##### Entries supplied
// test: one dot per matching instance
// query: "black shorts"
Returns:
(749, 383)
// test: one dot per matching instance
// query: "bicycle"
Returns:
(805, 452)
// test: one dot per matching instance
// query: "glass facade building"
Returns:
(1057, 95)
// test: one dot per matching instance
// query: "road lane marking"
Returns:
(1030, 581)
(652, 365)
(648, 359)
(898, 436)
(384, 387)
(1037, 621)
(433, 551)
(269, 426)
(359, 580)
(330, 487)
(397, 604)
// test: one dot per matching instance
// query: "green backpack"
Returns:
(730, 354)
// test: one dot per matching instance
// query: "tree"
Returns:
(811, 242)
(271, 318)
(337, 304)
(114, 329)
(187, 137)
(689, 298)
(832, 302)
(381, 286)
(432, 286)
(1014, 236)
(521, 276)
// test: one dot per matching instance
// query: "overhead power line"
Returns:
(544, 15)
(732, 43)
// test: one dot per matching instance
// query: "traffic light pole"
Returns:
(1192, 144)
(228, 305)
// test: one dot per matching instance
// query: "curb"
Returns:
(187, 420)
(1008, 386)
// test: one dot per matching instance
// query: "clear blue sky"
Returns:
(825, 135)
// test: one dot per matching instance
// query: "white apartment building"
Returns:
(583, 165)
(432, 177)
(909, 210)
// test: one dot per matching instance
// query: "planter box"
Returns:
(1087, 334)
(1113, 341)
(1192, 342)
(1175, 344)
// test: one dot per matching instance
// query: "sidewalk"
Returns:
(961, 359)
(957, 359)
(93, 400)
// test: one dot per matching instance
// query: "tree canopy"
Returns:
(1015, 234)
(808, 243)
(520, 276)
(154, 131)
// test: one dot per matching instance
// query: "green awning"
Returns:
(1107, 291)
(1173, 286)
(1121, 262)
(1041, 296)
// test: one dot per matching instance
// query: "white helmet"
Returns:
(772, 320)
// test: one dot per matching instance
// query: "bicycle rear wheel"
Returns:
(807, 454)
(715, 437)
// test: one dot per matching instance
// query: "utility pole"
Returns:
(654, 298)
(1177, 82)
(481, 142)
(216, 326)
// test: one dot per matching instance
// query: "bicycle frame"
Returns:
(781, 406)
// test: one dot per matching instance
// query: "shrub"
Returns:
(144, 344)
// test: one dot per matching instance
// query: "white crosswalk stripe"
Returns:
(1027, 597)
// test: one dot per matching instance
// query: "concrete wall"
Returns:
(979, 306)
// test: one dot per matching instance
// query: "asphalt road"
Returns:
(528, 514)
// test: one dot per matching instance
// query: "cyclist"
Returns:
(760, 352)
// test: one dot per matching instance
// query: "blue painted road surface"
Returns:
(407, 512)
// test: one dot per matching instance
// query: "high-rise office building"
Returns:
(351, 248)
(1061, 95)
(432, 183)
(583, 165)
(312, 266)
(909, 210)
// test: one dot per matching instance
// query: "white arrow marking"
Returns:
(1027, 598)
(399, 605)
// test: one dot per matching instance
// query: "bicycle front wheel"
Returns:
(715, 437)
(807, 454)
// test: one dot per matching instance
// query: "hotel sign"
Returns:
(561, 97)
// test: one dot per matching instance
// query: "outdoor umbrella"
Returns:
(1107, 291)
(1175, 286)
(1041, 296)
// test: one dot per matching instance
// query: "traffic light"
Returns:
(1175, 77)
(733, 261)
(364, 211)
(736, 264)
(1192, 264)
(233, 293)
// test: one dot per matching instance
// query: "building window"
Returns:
##########
## Directions
Please reproduce all of the entries exactly as they stand.

## The answer
// test: one dot per matching instance
// query: "black shorts"
Returns:
(749, 383)
// test: one dot per matching instance
// query: "bicycle"
Returns:
(805, 452)
// test: one dot per matching instance
// query: "glass facade building"
Returns:
(1057, 95)
// test: one dot per matching instance
// query: "road lane marking"
Returns:
(1030, 581)
(652, 365)
(648, 359)
(898, 436)
(384, 387)
(1037, 621)
(433, 551)
(269, 426)
(359, 580)
(330, 487)
(397, 604)
// test: one dot per matching instance
// query: "green backpack"
Returns:
(730, 354)
// test: one dot per matching instance
// query: "tree"
Returns:
(811, 242)
(271, 318)
(337, 304)
(114, 329)
(187, 137)
(689, 298)
(832, 302)
(381, 286)
(432, 286)
(1014, 236)
(521, 276)
// test: one dot per matching instance
// query: "overhead power line"
Returns:
(544, 15)
(732, 43)
// test: one dot per matching instance
// query: "traffic light pole"
Returns:
(1192, 144)
(228, 305)
// test: one dot per matching instance
// query: "curb"
Returns:
(187, 420)
(1008, 386)
// test: one dot per matching instance
// query: "clear blue sky"
Returns:
(825, 135)
// test: one dot per matching instance
// query: "white apartment building"
Returns:
(583, 165)
(432, 177)
(909, 210)
// test: one dot per matching instance
// query: "planter box"
Returns:
(1087, 334)
(1113, 341)
(1192, 342)
(1175, 344)
// test: one dot per matching instance
// query: "sidewalk"
Returns:
(961, 359)
(957, 359)
(93, 400)
// test: one dot per matching instance
// query: "tree canopy"
Returns:
(1015, 234)
(808, 243)
(520, 276)
(154, 131)
// test: one dot per matching instance
// query: "green awning"
Returns:
(1107, 291)
(1173, 286)
(1121, 262)
(1041, 296)
// test: one dot per matching instance
// query: "white helmet"
Returns:
(772, 320)
// test: one dot per matching instance
// query: "bicycle rear wheel"
Returns:
(807, 454)
(715, 437)
// test: one dot per matching instance
// query: "utility pole"
Returns:
(654, 298)
(1177, 82)
(481, 142)
(216, 326)
// test: one dot per matching instance
// query: "bicycle frame"
Returns:
(781, 406)
// test: one dot per matching instance
// query: "shrub"
Returns:
(144, 344)
// test: one dot per matching instance
// query: "white crosswalk stripe"
Returns:
(1027, 597)
// test: one dot per matching instance
// query: "concrete wall"
Returns:
(979, 306)
// test: one dot per matching instance
// query: "asphalt road"
Returns:
(528, 514)
// test: one dot per matching instance
// query: "cyclist"
Returns:
(760, 352)
// test: one dot per matching instance
// query: "blue painted road surface"
Returns:
(407, 512)
// test: one dot per matching instance
// query: "high-rise office building"
Returns:
(351, 248)
(1061, 95)
(432, 183)
(583, 165)
(312, 266)
(909, 210)
// test: one dot per matching instance
// query: "white arrow marking"
Returns:
(1027, 598)
(399, 605)
// test: one dot per matching instance
// query: "bicycle front wheel"
Returns:
(715, 437)
(807, 454)
// test: one dot per matching instance
// query: "hotel sign"
Returns:
(561, 97)
// test: one dot per matching instance
// query: "outdoor umbrella"
Returns:
(1107, 291)
(1175, 286)
(1041, 296)
// test: one dot per matching instance
// query: "traffic light"
Returns:
(1175, 77)
(733, 261)
(364, 211)
(736, 264)
(1192, 264)
(233, 293)
// test: one dot per matching instance
// query: "building window"
Returns:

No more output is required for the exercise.